===== ENTRIES PROVIDED
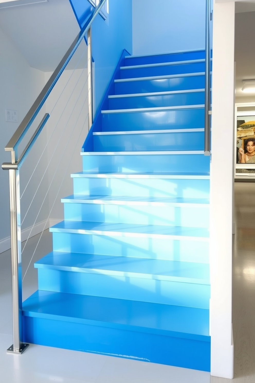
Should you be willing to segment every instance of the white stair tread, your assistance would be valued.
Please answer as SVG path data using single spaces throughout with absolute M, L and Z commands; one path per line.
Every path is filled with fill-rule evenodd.
M 105 172 L 80 172 L 71 175 L 72 178 L 155 178 L 156 179 L 210 180 L 209 173 L 132 173 Z
M 154 108 L 133 108 L 130 109 L 108 109 L 101 110 L 102 114 L 114 113 L 131 113 L 138 112 L 161 112 L 167 110 L 177 110 L 181 109 L 201 109 L 205 108 L 205 104 L 198 105 L 180 105 L 175 106 L 155 106 Z
M 167 56 L 170 54 L 176 54 L 178 53 L 189 53 L 190 52 L 192 53 L 195 52 L 205 52 L 205 49 L 203 48 L 200 48 L 199 49 L 185 49 L 184 51 L 172 51 L 171 52 L 169 52 L 167 53 L 162 52 L 161 53 L 151 53 L 151 54 L 131 54 L 128 56 L 125 56 L 125 59 L 132 59 L 133 57 L 137 58 L 139 57 L 151 57 L 153 56 Z
M 37 261 L 37 268 L 210 284 L 208 264 L 130 257 L 52 252 Z
M 112 223 L 63 221 L 50 228 L 50 231 L 112 236 L 188 239 L 208 241 L 209 231 L 204 228 L 187 228 L 130 223 Z
M 161 133 L 192 133 L 204 132 L 203 128 L 183 129 L 162 129 L 158 130 L 125 130 L 121 131 L 94 132 L 93 136 L 116 136 L 118 134 L 152 134 Z
M 148 93 L 132 93 L 129 94 L 113 95 L 108 96 L 109 98 L 120 98 L 122 97 L 147 97 L 148 96 L 165 96 L 167 95 L 179 94 L 184 93 L 197 93 L 204 92 L 205 88 L 201 89 L 187 89 L 185 90 L 169 90 L 164 92 L 150 92 Z
M 198 59 L 196 60 L 186 60 L 185 61 L 170 61 L 168 62 L 160 62 L 153 64 L 142 64 L 141 65 L 130 65 L 125 67 L 120 67 L 121 69 L 136 69 L 140 68 L 151 68 L 154 67 L 163 67 L 171 65 L 180 65 L 185 64 L 197 64 L 199 62 L 205 62 L 205 59 Z
M 81 155 L 156 155 L 177 154 L 204 154 L 203 150 L 154 151 L 153 151 L 81 152 Z
M 162 80 L 179 77 L 191 77 L 193 76 L 204 76 L 205 72 L 195 72 L 194 73 L 181 73 L 178 74 L 163 75 L 161 76 L 149 76 L 146 77 L 135 77 L 131 79 L 120 79 L 114 80 L 114 82 L 128 82 L 129 81 L 139 81 L 146 80 Z
M 139 206 L 167 206 L 180 207 L 208 206 L 209 199 L 201 198 L 182 198 L 174 197 L 138 197 L 136 196 L 114 196 L 84 195 L 76 194 L 61 199 L 62 202 L 76 203 L 95 203 Z

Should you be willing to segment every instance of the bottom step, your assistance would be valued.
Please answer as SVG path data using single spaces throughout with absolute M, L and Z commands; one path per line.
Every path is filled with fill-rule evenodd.
M 38 290 L 24 342 L 210 371 L 209 310 Z

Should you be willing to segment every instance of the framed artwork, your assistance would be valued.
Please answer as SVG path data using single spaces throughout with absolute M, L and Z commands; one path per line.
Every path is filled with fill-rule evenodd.
M 236 104 L 235 177 L 255 178 L 255 103 L 245 105 Z

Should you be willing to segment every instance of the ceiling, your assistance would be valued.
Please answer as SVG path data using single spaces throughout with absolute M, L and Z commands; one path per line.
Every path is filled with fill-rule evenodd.
M 236 97 L 250 95 L 255 100 L 255 95 L 249 95 L 241 90 L 242 80 L 255 79 L 255 2 L 237 3 L 236 8 Z
M 30 66 L 54 70 L 80 27 L 68 0 L 0 8 L 0 26 Z
M 255 0 L 236 2 L 236 97 L 243 97 L 242 80 L 255 79 Z M 69 0 L 0 8 L 0 26 L 30 66 L 44 72 L 54 70 L 80 31 Z

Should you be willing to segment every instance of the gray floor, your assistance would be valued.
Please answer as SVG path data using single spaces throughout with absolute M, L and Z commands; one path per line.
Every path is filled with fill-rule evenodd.
M 0 382 L 3 383 L 250 383 L 255 382 L 255 183 L 235 185 L 233 326 L 235 377 L 104 355 L 31 345 L 22 355 L 7 354 L 12 343 L 10 252 L 0 254 Z M 38 236 L 26 245 L 24 273 Z M 23 281 L 23 299 L 37 288 L 33 262 L 50 251 L 44 233 Z

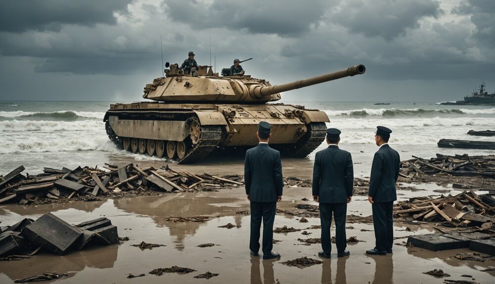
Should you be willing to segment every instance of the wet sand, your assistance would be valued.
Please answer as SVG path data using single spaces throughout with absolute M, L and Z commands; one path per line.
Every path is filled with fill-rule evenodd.
M 300 159 L 290 161 L 293 162 L 288 162 L 285 160 L 283 162 L 286 165 L 285 175 L 301 178 L 311 177 L 311 170 L 308 167 L 312 167 L 311 161 Z M 153 162 L 150 162 L 151 165 Z M 234 160 L 217 167 L 209 164 L 174 164 L 173 167 L 193 172 L 228 174 L 242 173 L 243 165 Z M 414 186 L 423 190 L 399 191 L 399 198 L 438 195 L 433 191 L 451 189 L 434 184 Z M 278 208 L 290 210 L 296 204 L 317 204 L 301 201 L 303 198 L 310 199 L 309 188 L 285 188 L 284 191 L 284 200 L 278 204 Z M 458 192 L 452 193 L 456 192 Z M 237 213 L 248 209 L 248 202 L 242 187 L 217 192 L 170 194 L 105 201 L 74 202 L 64 204 L 2 205 L 0 206 L 2 226 L 13 224 L 22 218 L 36 218 L 48 212 L 52 212 L 73 224 L 105 216 L 117 226 L 119 236 L 128 237 L 130 240 L 120 245 L 94 247 L 64 256 L 41 252 L 29 259 L 2 262 L 0 263 L 0 283 L 13 283 L 17 279 L 53 271 L 68 274 L 68 277 L 57 281 L 60 283 L 442 283 L 441 278 L 422 273 L 434 269 L 443 269 L 450 274 L 451 276 L 448 279 L 471 280 L 461 277 L 462 275 L 471 275 L 480 283 L 493 283 L 495 279 L 495 272 L 479 271 L 495 266 L 495 261 L 461 261 L 453 257 L 460 252 L 470 252 L 468 249 L 434 252 L 395 245 L 393 254 L 366 255 L 366 250 L 374 246 L 374 236 L 373 232 L 361 232 L 361 229 L 372 230 L 371 224 L 347 225 L 354 227 L 346 230 L 347 238 L 356 236 L 358 240 L 365 241 L 347 246 L 351 253 L 349 257 L 338 259 L 334 244 L 332 258 L 320 259 L 317 256 L 321 250 L 320 244 L 303 245 L 297 240 L 320 237 L 319 229 L 308 229 L 306 231 L 311 234 L 307 236 L 301 234 L 302 231 L 274 234 L 275 239 L 281 241 L 274 245 L 274 251 L 280 253 L 282 258 L 280 260 L 263 260 L 249 254 L 249 215 Z M 366 216 L 370 215 L 371 211 L 371 205 L 364 196 L 355 197 L 347 207 L 348 214 Z M 170 216 L 197 215 L 209 216 L 210 220 L 204 223 L 183 223 L 164 220 Z M 275 227 L 286 225 L 304 229 L 319 224 L 318 218 L 307 219 L 308 223 L 299 223 L 298 217 L 277 214 Z M 241 225 L 241 227 L 230 229 L 218 227 L 228 223 Z M 412 231 L 400 231 L 406 227 Z M 395 223 L 394 228 L 395 236 L 399 237 L 434 231 L 429 224 Z M 333 235 L 334 233 L 333 229 Z M 405 240 L 399 239 L 396 242 Z M 142 250 L 131 245 L 142 241 L 165 246 Z M 218 245 L 197 246 L 208 243 Z M 323 263 L 302 269 L 281 263 L 303 256 L 321 260 Z M 148 274 L 155 268 L 173 265 L 197 271 L 184 275 L 165 273 L 161 276 Z M 219 275 L 209 280 L 194 278 L 207 271 Z M 146 275 L 137 279 L 127 279 L 127 275 L 131 273 Z

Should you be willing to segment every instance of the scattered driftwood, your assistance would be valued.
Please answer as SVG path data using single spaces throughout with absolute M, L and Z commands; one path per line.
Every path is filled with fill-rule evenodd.
M 226 228 L 227 229 L 232 229 L 233 228 L 241 228 L 241 225 L 234 225 L 233 224 L 231 224 L 230 223 L 229 223 L 227 225 L 224 225 L 223 226 L 219 226 L 218 228 Z
M 215 276 L 218 276 L 220 274 L 218 273 L 212 273 L 209 271 L 208 271 L 206 273 L 203 273 L 202 274 L 199 274 L 199 275 L 196 275 L 194 277 L 195 278 L 205 278 L 206 279 L 209 279 L 212 277 L 214 277 Z
M 209 219 L 209 217 L 206 216 L 197 216 L 195 217 L 168 217 L 165 218 L 165 221 L 171 221 L 175 223 L 184 222 L 206 222 Z
M 46 167 L 43 173 L 25 176 L 22 174 L 24 169 L 19 166 L 0 178 L 0 203 L 41 204 L 70 199 L 89 201 L 95 200 L 96 197 L 210 191 L 244 184 L 242 176 L 196 175 L 175 171 L 168 165 L 158 169 L 108 163 L 102 168 L 98 166 L 61 170 Z
M 156 275 L 157 276 L 160 276 L 160 275 L 163 275 L 163 273 L 178 273 L 179 274 L 185 274 L 186 273 L 191 273 L 191 272 L 194 272 L 195 271 L 196 271 L 196 270 L 191 268 L 188 268 L 187 267 L 180 267 L 179 266 L 174 265 L 172 267 L 167 267 L 166 268 L 156 268 L 155 269 L 153 269 L 149 272 L 149 274 L 153 274 L 154 275 Z
M 400 175 L 411 178 L 417 175 L 440 173 L 456 176 L 495 177 L 495 156 L 470 156 L 467 154 L 446 156 L 437 154 L 436 158 L 414 159 L 401 163 Z
M 144 242 L 142 242 L 141 243 L 139 244 L 131 244 L 133 246 L 137 246 L 141 248 L 141 249 L 151 249 L 153 247 L 158 247 L 159 246 L 165 246 L 164 244 L 158 244 L 158 243 L 145 243 Z
M 307 257 L 304 256 L 299 258 L 296 258 L 296 259 L 293 259 L 292 260 L 288 260 L 285 262 L 282 262 L 282 264 L 285 264 L 286 265 L 288 265 L 289 266 L 296 266 L 296 267 L 298 267 L 299 268 L 303 268 L 304 267 L 311 266 L 311 265 L 314 265 L 315 264 L 321 264 L 322 262 L 321 260 L 313 259 L 312 258 L 308 258 Z
M 44 272 L 41 275 L 35 275 L 23 279 L 16 279 L 14 283 L 27 283 L 28 282 L 39 282 L 40 281 L 49 281 L 54 279 L 60 279 L 62 277 L 67 276 L 66 273 L 53 273 L 51 272 Z
M 428 274 L 428 275 L 431 275 L 432 276 L 435 276 L 435 277 L 450 277 L 450 275 L 449 274 L 447 274 L 444 272 L 444 271 L 442 269 L 434 269 L 433 270 L 431 270 L 427 272 L 423 272 L 423 274 Z

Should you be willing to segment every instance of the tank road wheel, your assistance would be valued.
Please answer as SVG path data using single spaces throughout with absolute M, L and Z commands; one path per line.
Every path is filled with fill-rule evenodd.
M 139 154 L 144 155 L 146 153 L 146 140 L 140 138 L 138 140 L 138 150 Z
M 199 142 L 199 122 L 196 120 L 193 120 L 189 126 L 191 140 L 193 145 L 196 145 Z
M 179 157 L 179 159 L 181 159 L 186 156 L 186 143 L 184 141 L 177 142 L 177 157 Z
M 138 138 L 131 138 L 131 152 L 138 153 Z
M 154 154 L 155 141 L 153 139 L 148 139 L 146 142 L 146 154 L 149 156 L 152 156 Z
M 156 140 L 155 143 L 155 149 L 156 152 L 156 156 L 158 158 L 163 157 L 165 154 L 165 142 L 163 140 Z
M 129 137 L 122 138 L 122 147 L 125 151 L 131 151 L 131 138 Z
M 175 142 L 174 141 L 168 141 L 167 142 L 167 158 L 168 159 L 174 159 L 175 157 L 176 148 Z M 183 157 L 184 157 L 183 156 Z

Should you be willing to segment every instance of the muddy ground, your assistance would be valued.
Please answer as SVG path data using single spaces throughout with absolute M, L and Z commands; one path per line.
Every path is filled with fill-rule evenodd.
M 289 162 L 291 161 L 289 161 Z M 284 175 L 302 179 L 311 178 L 312 163 L 304 160 L 289 162 L 283 161 Z M 150 165 L 161 166 L 162 164 Z M 122 164 L 125 162 L 123 162 Z M 179 170 L 191 172 L 208 172 L 213 174 L 242 174 L 241 162 L 227 164 L 174 165 Z M 365 171 L 366 169 L 357 169 Z M 448 181 L 446 179 L 446 181 Z M 435 183 L 435 180 L 420 181 L 424 183 L 409 184 L 401 181 L 398 191 L 400 200 L 413 196 L 439 195 L 438 191 L 456 194 L 462 189 L 452 189 L 451 183 Z M 440 181 L 442 181 L 441 180 Z M 460 182 L 459 183 L 462 184 Z M 463 184 L 466 184 L 464 183 Z M 279 213 L 275 227 L 293 227 L 300 231 L 275 233 L 280 241 L 274 245 L 279 252 L 279 260 L 262 260 L 249 255 L 248 250 L 249 217 L 248 202 L 244 188 L 222 189 L 218 192 L 200 192 L 170 194 L 159 196 L 145 196 L 93 202 L 74 201 L 65 204 L 47 204 L 28 206 L 9 204 L 0 206 L 1 226 L 12 225 L 24 217 L 36 218 L 48 212 L 71 223 L 77 223 L 102 216 L 110 218 L 117 226 L 119 235 L 129 240 L 120 245 L 93 247 L 63 256 L 40 252 L 30 259 L 0 263 L 0 283 L 13 283 L 15 279 L 47 272 L 68 274 L 57 283 L 443 283 L 444 279 L 493 283 L 495 271 L 481 270 L 495 266 L 495 261 L 484 262 L 459 260 L 454 256 L 460 252 L 472 252 L 468 249 L 432 252 L 417 247 L 400 245 L 410 235 L 433 233 L 434 224 L 406 225 L 395 224 L 396 240 L 394 253 L 386 256 L 370 256 L 366 249 L 374 246 L 372 224 L 366 222 L 371 214 L 371 207 L 365 196 L 356 196 L 347 207 L 348 215 L 357 220 L 347 225 L 347 238 L 355 237 L 360 241 L 347 246 L 349 257 L 337 258 L 333 245 L 332 258 L 321 259 L 317 253 L 319 243 L 308 244 L 299 239 L 320 238 L 317 228 L 319 219 L 305 216 L 307 222 L 300 222 L 300 212 L 307 210 L 297 209 L 316 205 L 311 201 L 308 188 L 286 188 L 283 200 L 277 206 Z M 303 201 L 306 199 L 307 201 Z M 303 205 L 300 205 L 303 204 Z M 311 211 L 309 211 L 310 213 Z M 165 221 L 171 216 L 207 216 L 204 222 L 175 223 Z M 238 227 L 219 227 L 230 223 Z M 229 226 L 230 227 L 230 226 Z M 406 230 L 409 227 L 411 231 Z M 304 233 L 306 232 L 306 233 Z M 333 234 L 334 231 L 332 230 Z M 163 244 L 164 246 L 141 249 L 132 246 L 142 242 Z M 215 245 L 201 246 L 205 243 Z M 355 243 L 355 244 L 354 244 Z M 283 262 L 297 258 L 308 258 L 322 261 L 299 268 Z M 157 268 L 174 266 L 196 270 L 189 273 L 163 273 L 161 276 L 149 272 Z M 438 278 L 423 274 L 433 269 L 442 269 L 450 276 Z M 209 279 L 195 278 L 207 272 L 218 274 Z M 144 277 L 128 279 L 129 274 Z M 210 275 L 210 274 L 207 274 Z M 470 275 L 467 278 L 461 275 Z M 474 278 L 475 280 L 473 280 Z

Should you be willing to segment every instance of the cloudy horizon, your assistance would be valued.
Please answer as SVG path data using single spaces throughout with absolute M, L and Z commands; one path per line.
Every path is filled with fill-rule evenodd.
M 490 0 L 63 0 L 0 2 L 1 100 L 138 101 L 189 51 L 272 84 L 362 64 L 299 101 L 438 102 L 495 91 Z

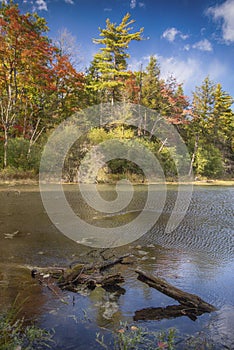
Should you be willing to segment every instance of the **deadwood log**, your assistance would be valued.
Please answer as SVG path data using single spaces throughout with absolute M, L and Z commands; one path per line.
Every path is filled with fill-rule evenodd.
M 136 273 L 138 274 L 137 278 L 139 281 L 142 281 L 148 284 L 150 287 L 155 288 L 163 294 L 166 294 L 167 296 L 177 300 L 183 306 L 193 308 L 199 313 L 212 312 L 216 310 L 213 305 L 205 302 L 197 295 L 184 292 L 183 290 L 174 287 L 172 284 L 168 283 L 162 278 L 155 277 L 139 269 L 136 270 Z
M 185 305 L 169 305 L 167 307 L 150 307 L 135 311 L 134 321 L 162 320 L 181 316 L 188 316 L 192 321 L 203 312 Z

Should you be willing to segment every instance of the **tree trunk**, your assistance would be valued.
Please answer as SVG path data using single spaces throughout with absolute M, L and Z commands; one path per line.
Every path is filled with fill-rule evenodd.
M 177 300 L 181 305 L 194 308 L 199 313 L 212 312 L 216 310 L 213 305 L 208 304 L 197 295 L 184 292 L 183 290 L 166 282 L 162 278 L 155 277 L 141 270 L 136 270 L 136 273 L 138 273 L 139 281 L 142 281 L 148 284 L 150 287 L 155 288 L 163 294 Z
M 192 155 L 192 159 L 191 159 L 191 163 L 190 163 L 190 168 L 189 168 L 189 173 L 188 173 L 188 176 L 189 176 L 189 177 L 191 177 L 192 171 L 193 171 L 193 164 L 194 164 L 195 157 L 196 157 L 196 154 L 197 154 L 197 149 L 198 149 L 198 140 L 199 140 L 199 136 L 196 135 L 195 144 L 194 144 L 194 150 L 193 150 L 193 155 Z
M 4 126 L 4 156 L 3 156 L 3 167 L 6 168 L 8 165 L 8 128 Z

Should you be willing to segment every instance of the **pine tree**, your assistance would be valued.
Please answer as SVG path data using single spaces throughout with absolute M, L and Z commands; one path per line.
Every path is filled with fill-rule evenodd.
M 103 47 L 92 61 L 90 73 L 93 79 L 89 79 L 88 88 L 96 91 L 101 101 L 118 101 L 124 80 L 131 77 L 131 73 L 127 72 L 127 59 L 130 57 L 128 46 L 131 41 L 142 40 L 143 32 L 143 28 L 131 32 L 134 22 L 130 20 L 130 14 L 126 14 L 119 25 L 107 19 L 106 28 L 99 28 L 101 38 L 94 39 L 94 43 Z
M 142 78 L 142 104 L 161 112 L 162 95 L 160 85 L 160 67 L 154 56 L 150 57 Z

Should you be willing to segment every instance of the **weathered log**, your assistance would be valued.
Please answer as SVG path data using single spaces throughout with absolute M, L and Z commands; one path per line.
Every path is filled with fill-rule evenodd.
M 177 300 L 181 305 L 197 309 L 202 313 L 212 312 L 216 310 L 213 305 L 205 302 L 197 295 L 184 292 L 183 290 L 174 287 L 172 284 L 168 283 L 162 278 L 155 277 L 139 269 L 136 270 L 136 273 L 138 274 L 137 278 L 139 281 L 142 281 L 148 284 L 150 287 L 155 288 L 163 294 L 166 294 L 167 296 Z
M 197 316 L 203 314 L 196 308 L 187 307 L 185 305 L 169 305 L 167 307 L 150 307 L 135 311 L 133 317 L 134 321 L 148 321 L 148 320 L 162 320 L 164 318 L 175 318 L 181 316 L 188 316 L 192 321 L 197 319 Z

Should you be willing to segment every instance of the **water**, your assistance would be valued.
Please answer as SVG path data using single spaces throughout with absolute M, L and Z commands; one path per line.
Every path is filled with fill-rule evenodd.
M 81 203 L 76 186 L 65 186 L 75 212 L 98 226 L 113 227 L 131 221 L 146 198 L 145 186 L 134 186 L 134 197 L 121 215 L 102 216 Z M 105 199 L 116 196 L 112 186 L 100 186 Z M 175 286 L 199 295 L 217 312 L 195 322 L 187 317 L 139 322 L 150 330 L 176 327 L 180 335 L 205 332 L 217 349 L 234 348 L 234 230 L 232 187 L 199 187 L 193 192 L 185 218 L 172 233 L 165 233 L 173 209 L 176 186 L 169 186 L 167 201 L 156 225 L 138 241 L 116 248 L 131 252 L 141 269 L 159 275 Z M 155 187 L 160 192 L 160 187 Z M 186 191 L 186 186 L 184 187 Z M 118 266 L 125 277 L 122 295 L 96 288 L 89 295 L 64 292 L 67 304 L 31 278 L 34 266 L 67 266 L 71 261 L 95 260 L 100 251 L 77 245 L 62 235 L 49 220 L 37 186 L 2 186 L 0 189 L 0 306 L 6 308 L 20 293 L 22 313 L 40 326 L 55 329 L 56 349 L 100 348 L 96 332 L 110 339 L 119 322 L 133 322 L 134 312 L 146 307 L 174 305 L 175 301 L 136 279 L 133 267 Z M 18 231 L 18 232 L 17 232 Z M 13 236 L 9 236 L 17 232 Z M 108 256 L 108 251 L 105 251 Z M 110 252 L 110 256 L 113 251 Z M 100 328 L 101 327 L 101 328 Z M 182 346 L 182 345 L 181 345 Z M 180 347 L 179 347 L 180 348 Z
==========
__WORK TO DO__.
Update the stretch from the line containing "Should you be willing to segment every instance of the cloudy" through the line containing "M 185 305 L" by replacing "instance" with "occurrence" and leaving everything else as it is. Omit the pictures from your answer.

__PROBLEM SOLUTION__.
Should you be willing to segment every occurrence of the cloudy horizon, your assistance would be valued.
Please answer as SVG path data using single spaces throughout with absolute M, L and Z commands; one path per line.
Every path is filled with fill-rule evenodd.
M 490 0 L 63 0 L 0 2 L 1 100 L 138 101 L 189 51 L 272 84 L 362 64 L 299 101 L 438 102 L 495 91 Z

Should you be willing to segment every occurrence of the **deadwood log**, your assistance would be valued.
Please answer as SVG path data using single spaces throughout with absolute M, L and Z commands; one path per line.
Every path is filled with fill-rule evenodd.
M 136 273 L 138 274 L 137 278 L 139 281 L 142 281 L 148 284 L 150 287 L 155 288 L 163 294 L 166 294 L 167 296 L 177 300 L 183 306 L 193 308 L 199 313 L 212 312 L 216 310 L 213 305 L 205 302 L 197 295 L 184 292 L 183 290 L 174 287 L 172 284 L 168 283 L 162 278 L 155 277 L 139 269 L 136 270 Z
M 185 305 L 169 305 L 167 307 L 150 307 L 135 311 L 134 321 L 162 320 L 181 316 L 188 316 L 192 321 L 203 312 Z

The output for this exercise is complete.